SUPPLIED PASSAGE.
Tuesday, March 12, 2013

WHAT IS A PLAZA RAT?

What is a Plaza Rat?
Plaza Rats on the Plaza in Santa Fe, New Mexico - December 21, 2012
To the few people who have actually heard the term, the meaning is likely to be somewhat personal. The short answer is easy: A Plaza Rat is someone who spends, or has spent a lot of time hanging out on the Plaza while growing up in Santa Fe, New Mexico. But, this rather vague definition fails to convey a much deeper meaning the term may have for many of the people who grew up hanging out on the Plaza.

There are several stories about how the term "Plaza Rat" first came about. Some say it was as derogatory term, invented by the locals as an insult. I had always believed it was just a nickname that the Plaza Rats invented for themselves: perhaps on some summer afternoon in Santa Fe, during a hacky-sack session, or at one of their raging parties, one of them might have coined the term...I personally know at least three people who claim to have invented it. For all I know, they may all be telling the truth, but the best story that I have heard on the subject came from Doc, a wizened Mountain-Man type Plaza Rat in his sixties.
"...the best story that I have heard on the subject came from Doc, a wizened Mountain-Man type Plaza Rat in his sixties."
"Doc"
I never hung out much with Doc...he was older than my crowd and I imagine he was too busy doing whatever it is that older Plaza Rats do to want to have much to do with us either. He claims to have been hanging out on the Plaza since before its streets were paved but it's difficult to believe he is old enough for that to be true. Anyway, during the summer of 2012, I was sitting with Doc on his favorite bench on the Plaza; he told me that during the 1960's there was group of hippy-kids in San Francisco who hung out along the wharves: these kids referred to themselves as "Wharf Rats". A population of Wharf-Rats came to Northern New Mexico with their parents or in communal groups. Once they started hanging out on the Plaza, "Wharf- Rat" just naturally morphed into "Plaza-Rat".
To take a deeper look into what Plaza Rat means, we must delve into the minds of the Plaza Rats themselves. I was a Plaza Rat...

DATA SECTION.
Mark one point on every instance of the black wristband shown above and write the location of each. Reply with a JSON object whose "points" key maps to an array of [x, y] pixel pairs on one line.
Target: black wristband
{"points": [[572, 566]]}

WORK TO COMPLETE.
1) Write out the stretch of the Plaza Rat post from "Tuesday, March 12, 2013" through "on the Plaza.".
2) Pick up the Plaza Rat post at its final line and write what comes next.
The listing is separate from the Plaza Rat post.

THE RESULTS.
1)
Tuesday, March 12, 2013

WHAT IS A PLAZA RAT?

What is a Plaza Rat?
Plaza Rats on the Plaza in Santa Fe, New Mexico - December 21, 2012
To the few people who have actually heard the term, the meaning is likely to be somewhat personal. The short answer is easy: A Plaza Rat is someone who spends, or has spent a lot of time hanging out on the Plaza while growing up in Santa Fe, New Mexico. But, this rather vague definition fails to convey a much deeper meaning the term may have for many of the people who grew up hanging out on the Plaza.

2)
Naturally, I tend to define Plaza Rat based upon my own experience. Born of hippie parents into the Southern California LSD culture during the mid-sixties, my childhood was far from what most consider to be normal. My parents split up when I was barely a toddler and, after a brief trip to San Francisco and a psychedelic stay on a Yuba River commune, my mother brought me to New Mexico. I was around three years old, but some of those early memories are still vivid.
"They created a 'Free School' on Airport Road..."
The Free School
We (my mother, sisters, and their friends) took part in organizing Santa Fe's first commune, a cluster of buildings forming a compound at the corner of Old Santa Fe Trail and Arroyo Tenario. At that time Santa Fe was still a very small town, with only about 30,000 residents. The relatively small group of mostly Anglo hippies were a visible and close-knit group. They created a "Free School" on Airport Road, run mostly by John and Marie Kimmey, who were also very well connected with the Pueblo Indians in Northern New Mexico and a group of Hopi who lived in Taos, where the Free School eventually relocated.

This sub-culture of gringo hippies was a fun-loving group. They would get together often and throw wild parties. It was at these gatherings that many of the future Plaza Rats would meet for the first time. It was great to meet other kids with similar backgrounds... the children of "cool" people, not "straights". Hippy kids were often humiliated and ostracized by the more conventional children of mainstream society, so it was refreshing and redeeming to be able to hang out with kids they could relate to. Later, as they grew into teenagers, they would find each other on the Plaza in Santa Fe...perhaps, not even realizing that they had already met at some wild party their parents had taken them to when they were small.
"We banded together for comradeship; a sense of belonging; for mutual caring."
What was it that drew us together so strongly? The freedom and permissiveness of the hippy culture and the safety of a small community allowed us to wander the town while our parents were at work and we were not in school--some of our parents didn't really care what we were doing anyway. In the 1960's and 70's, the Plaza was the hub of Santa Fe; it was the natural destination for anyone with free time. When we arrived on the Plaza, we were pleasantly surprised to see we were not alone. We began to form bonds that are, in some ways, much stronger than family bonds. We formed our own extended family, perhaps to fill a need that couldn't be filled by our own. We banded together for comradeship; a sense of belonging; for mutual caring. We took care of each other when the need arose: even if it was just by providing a couch to crash on, or a ride to a job interview. We shared in each other's triumphs and tears.    

Santa Fe Demon
There was a dark side to the freedom and over-permissiveness that was part of the great social experiment that happened in the 1960's...many children were left under-supervised; had access to alcohol and other drugs; were molested or exposed to sex at an early age; or were generally just traumatized from a dysfunctional home-life. Some Plaza Rats were abandoned by one of, or both of their parents. Although some got to experience a world of things that other kids only imagined, many Plaza Rats didn't get the stability a child needs to feel secure in the world. They banded together for protection against the cold; racial violence; abusive caregivers, and insecurity...
"...it seems like they always come back eventually..."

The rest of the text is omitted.